#### Given problem:
Update the listing below so that every "Trace" reads "Outline" and all else stays unchanged. Leave the pictures out of your answer.

::::

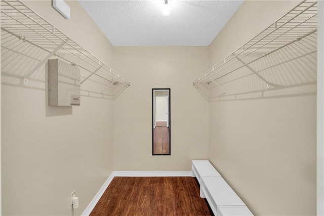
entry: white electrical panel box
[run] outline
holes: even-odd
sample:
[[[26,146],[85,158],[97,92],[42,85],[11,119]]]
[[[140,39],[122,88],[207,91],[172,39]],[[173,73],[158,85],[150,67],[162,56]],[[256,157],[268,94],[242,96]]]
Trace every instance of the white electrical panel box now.
[[[48,60],[49,105],[80,105],[80,69],[59,59]]]

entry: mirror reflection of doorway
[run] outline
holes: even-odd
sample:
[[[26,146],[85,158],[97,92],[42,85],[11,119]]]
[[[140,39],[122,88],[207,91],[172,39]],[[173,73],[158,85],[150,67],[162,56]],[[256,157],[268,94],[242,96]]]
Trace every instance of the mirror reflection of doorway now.
[[[152,89],[153,155],[170,155],[170,89]]]

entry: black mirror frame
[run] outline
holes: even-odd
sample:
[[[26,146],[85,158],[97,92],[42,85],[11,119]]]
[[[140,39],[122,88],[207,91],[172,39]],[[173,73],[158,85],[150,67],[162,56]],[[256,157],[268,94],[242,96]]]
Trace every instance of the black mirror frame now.
[[[169,90],[169,154],[154,154],[154,91],[155,90]],[[171,90],[170,88],[152,88],[152,155],[171,155]]]

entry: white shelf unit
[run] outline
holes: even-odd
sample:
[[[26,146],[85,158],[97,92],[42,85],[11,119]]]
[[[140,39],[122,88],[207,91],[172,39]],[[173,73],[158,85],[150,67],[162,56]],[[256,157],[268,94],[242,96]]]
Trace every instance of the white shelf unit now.
[[[19,1],[1,1],[3,75],[45,81],[49,59],[80,68],[81,90],[114,99],[131,83]]]
[[[222,177],[201,177],[201,188],[216,215],[232,214],[253,215],[245,203]]]
[[[195,80],[208,100],[314,85],[317,1],[304,1]]]

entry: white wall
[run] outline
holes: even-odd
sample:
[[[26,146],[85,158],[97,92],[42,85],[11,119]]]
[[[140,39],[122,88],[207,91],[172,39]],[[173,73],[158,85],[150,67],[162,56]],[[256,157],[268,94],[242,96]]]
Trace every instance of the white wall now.
[[[112,45],[77,2],[67,2],[68,20],[51,1],[24,3],[110,65]],[[82,96],[79,107],[49,107],[45,86],[2,77],[3,215],[80,215],[113,170],[112,100]]]
[[[189,171],[208,158],[208,102],[191,85],[208,47],[114,47],[114,66],[132,82],[114,100],[114,169]],[[152,88],[171,88],[171,155],[152,156]]]
[[[324,215],[324,2],[318,6],[317,214]]]
[[[210,46],[210,66],[297,4],[245,1]],[[255,215],[316,214],[312,88],[305,95],[298,87],[290,90],[292,96],[281,90],[271,98],[210,103],[210,159]]]

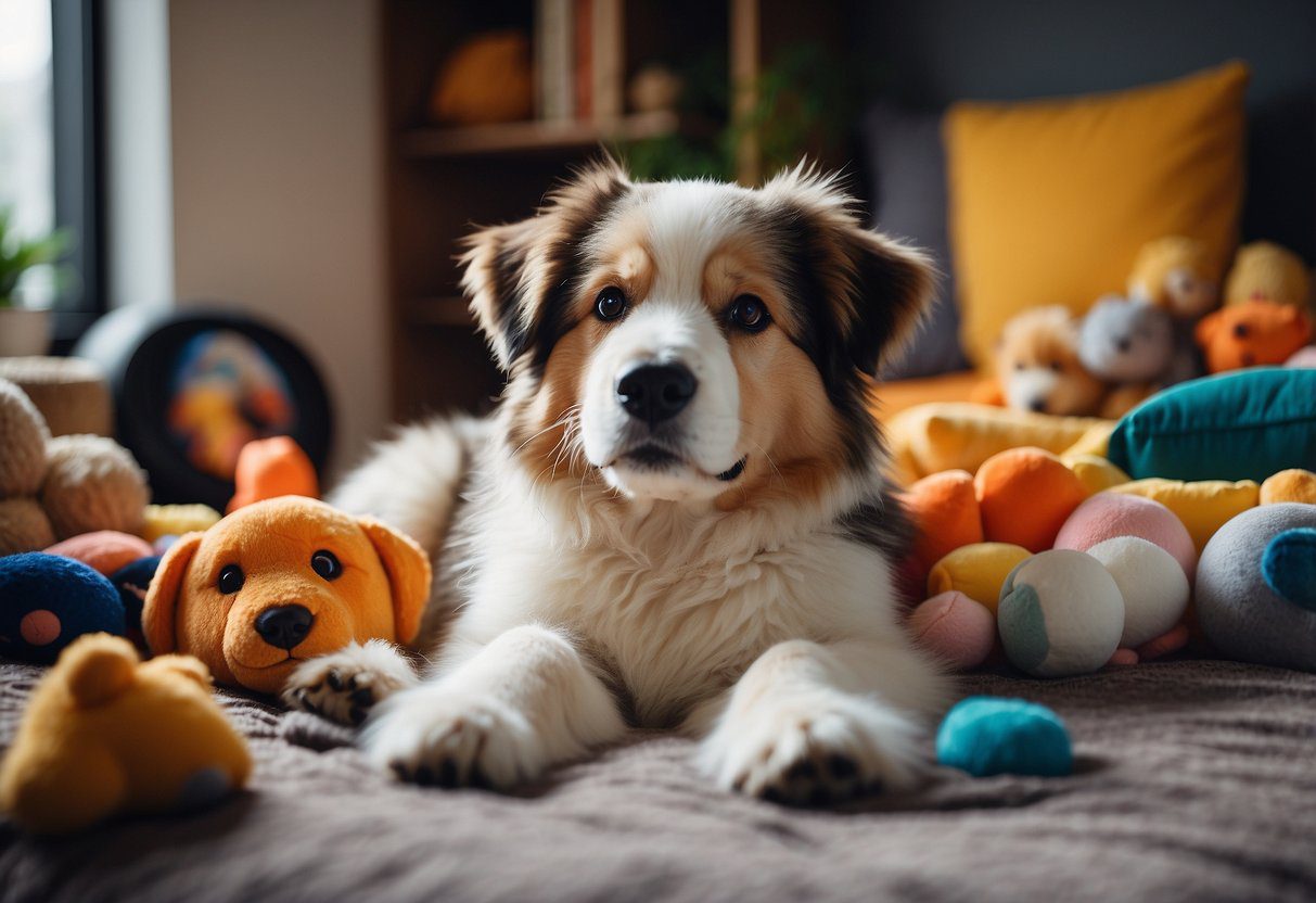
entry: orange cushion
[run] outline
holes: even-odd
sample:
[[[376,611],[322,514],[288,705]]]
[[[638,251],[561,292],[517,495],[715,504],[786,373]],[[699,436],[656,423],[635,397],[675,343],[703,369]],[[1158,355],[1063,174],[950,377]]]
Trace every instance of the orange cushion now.
[[[1025,308],[1080,313],[1123,291],[1153,238],[1202,240],[1221,274],[1242,207],[1246,84],[1233,62],[1108,95],[951,107],[950,240],[970,358],[988,361]]]

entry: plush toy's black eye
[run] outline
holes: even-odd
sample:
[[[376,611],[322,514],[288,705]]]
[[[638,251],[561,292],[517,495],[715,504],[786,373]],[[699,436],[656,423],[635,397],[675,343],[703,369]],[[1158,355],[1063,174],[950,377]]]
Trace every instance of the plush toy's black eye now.
[[[242,569],[237,565],[225,565],[224,570],[220,571],[220,579],[215,582],[215,586],[220,588],[220,592],[229,595],[237,592],[242,588],[242,582],[246,577],[242,575]]]
[[[626,312],[626,294],[616,286],[608,286],[594,299],[594,312],[600,320],[616,320]]]
[[[321,549],[311,555],[311,570],[326,580],[337,580],[342,577],[342,565],[338,562],[338,557],[328,549]]]
[[[730,319],[732,324],[745,332],[762,332],[771,320],[767,305],[757,295],[741,295],[732,301]]]

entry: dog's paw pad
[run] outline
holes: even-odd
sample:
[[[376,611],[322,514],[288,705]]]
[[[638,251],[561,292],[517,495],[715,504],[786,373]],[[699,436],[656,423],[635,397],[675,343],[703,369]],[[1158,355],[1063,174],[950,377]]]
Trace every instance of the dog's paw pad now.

::::

#### Full answer:
entry: white electrical panel box
[run] outline
holes: even-odd
sample:
[[[26,146],[85,158],[97,92],[42,85],[11,119]]]
[[[140,39],[122,88],[207,91],[172,39]],[[173,73],[158,85],[150,67],[162,56]],[[256,157],[268,94],[242,96]]]
Outline every instance of the white electrical panel box now.
[[[48,60],[49,105],[80,105],[80,69],[59,59]]]

entry: mirror reflection of doorway
[run] outline
holes: even-odd
sample:
[[[26,146],[85,158],[97,92],[42,85],[11,119]]]
[[[140,39],[122,88],[207,91],[172,39]],[[173,73],[158,85],[150,67],[162,56]],[[256,157],[268,94],[242,96]]]
Outline every instance of the mirror reflection of doorway now.
[[[152,89],[153,155],[170,155],[170,89]]]

entry: black mirror frame
[run] outline
holes: even-odd
sample:
[[[26,146],[85,158],[97,92],[42,85],[11,119]]]
[[[140,39],[122,88],[207,91],[172,39]],[[173,73],[158,85],[150,67],[162,56]],[[256,157],[268,94],[242,96]]]
Outline every instance of the black mirror frame now.
[[[169,90],[169,154],[154,154],[154,91],[155,90]],[[171,90],[170,88],[152,88],[152,155],[171,155]]]

entry: white shelf unit
[run] outline
holes: even-odd
sample:
[[[26,146],[85,158],[97,92],[42,85],[11,119]]]
[[[140,39],[122,88],[207,91],[172,39]],[[173,73],[158,85],[150,67],[162,56]],[[256,157],[268,94],[242,96]]]
Outline every instance of the white shelf unit now.
[[[19,1],[1,1],[3,75],[45,81],[49,59],[80,68],[81,90],[114,99],[131,83]]]
[[[222,177],[201,177],[201,188],[216,215],[232,214],[253,215],[245,203]]]
[[[195,80],[208,100],[314,85],[317,1],[304,1]]]

entry: white wall
[run] outline
holes: even-odd
sample:
[[[26,146],[85,158],[97,92],[42,85],[11,119]]]
[[[140,39],[122,88],[207,91],[172,39]],[[173,73],[158,85],[150,67],[162,56]],[[256,157],[268,94],[242,96]]]
Outline every instance of the white wall now.
[[[112,45],[77,2],[67,2],[68,20],[51,1],[24,3],[110,65]],[[82,96],[79,107],[49,107],[45,86],[2,77],[3,215],[80,215],[113,170],[112,100]]]
[[[189,171],[208,158],[208,102],[191,85],[208,47],[114,47],[114,66],[132,82],[114,100],[114,169]],[[152,88],[171,88],[171,155],[152,156]]]
[[[324,215],[324,2],[318,6],[317,214]]]
[[[210,46],[210,66],[297,4],[245,1]],[[255,215],[316,214],[312,88],[305,95],[298,87],[290,90],[292,96],[281,90],[271,98],[210,103],[210,159]]]

entry: orange cushion
[run] outline
holes: even-odd
sample:
[[[376,611],[322,514],[288,705]]]
[[[638,251],[561,292],[517,495],[715,504],[786,373]],[[699,436],[656,423],[635,397],[675,343],[703,369]],[[1158,355],[1063,174],[950,377]]]
Outline every instance of the orange cushion now.
[[[1025,308],[1080,313],[1123,291],[1153,238],[1202,240],[1221,274],[1242,207],[1246,84],[1233,62],[1108,95],[951,107],[950,240],[970,358],[988,361]]]

entry: plush toy's black eye
[run] outline
holes: even-odd
sample:
[[[376,611],[322,514],[288,705]]]
[[[638,251],[561,292],[517,495],[715,504],[786,373]],[[699,436],[656,423],[635,397],[675,343],[703,369]],[[1158,355],[1063,174],[950,377]]]
Outline every instance of the plush toy's black eye now.
[[[242,569],[237,565],[225,565],[224,570],[220,571],[220,579],[215,582],[215,586],[220,588],[220,592],[229,595],[237,592],[242,588],[242,582],[246,577],[242,575]]]
[[[626,312],[626,294],[616,286],[608,286],[594,299],[594,312],[600,320],[616,320]]]
[[[321,549],[311,555],[311,570],[326,580],[337,580],[342,577],[342,565],[338,562],[338,557],[328,549]]]
[[[730,319],[732,324],[745,332],[762,332],[771,320],[767,305],[757,295],[741,295],[732,301]]]

entry: dog's paw pad
[run] outline
holes: even-odd
sample:
[[[376,611],[322,514],[288,705]]]
[[[638,251],[561,292],[517,495],[715,504],[786,373]],[[699,436],[656,423],[635,397],[675,343],[703,369]],[[1158,355],[1063,174],[950,377]]]
Outline every instance of the dog's paw pad now.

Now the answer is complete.